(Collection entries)
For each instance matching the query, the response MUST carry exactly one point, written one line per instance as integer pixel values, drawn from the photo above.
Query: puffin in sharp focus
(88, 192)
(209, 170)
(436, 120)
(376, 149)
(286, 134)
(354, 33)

- EXERCISE AIM: Using the entries above, please restate each one word for word.

- ANSWER SECTION:
For each instance matching the query, the response MUST carry exactly one point, written one line per instance as integer pixel values, drawn from the photo above.
Query: puffin in sharp focus
(88, 192)
(209, 170)
(436, 120)
(376, 149)
(286, 134)
(354, 33)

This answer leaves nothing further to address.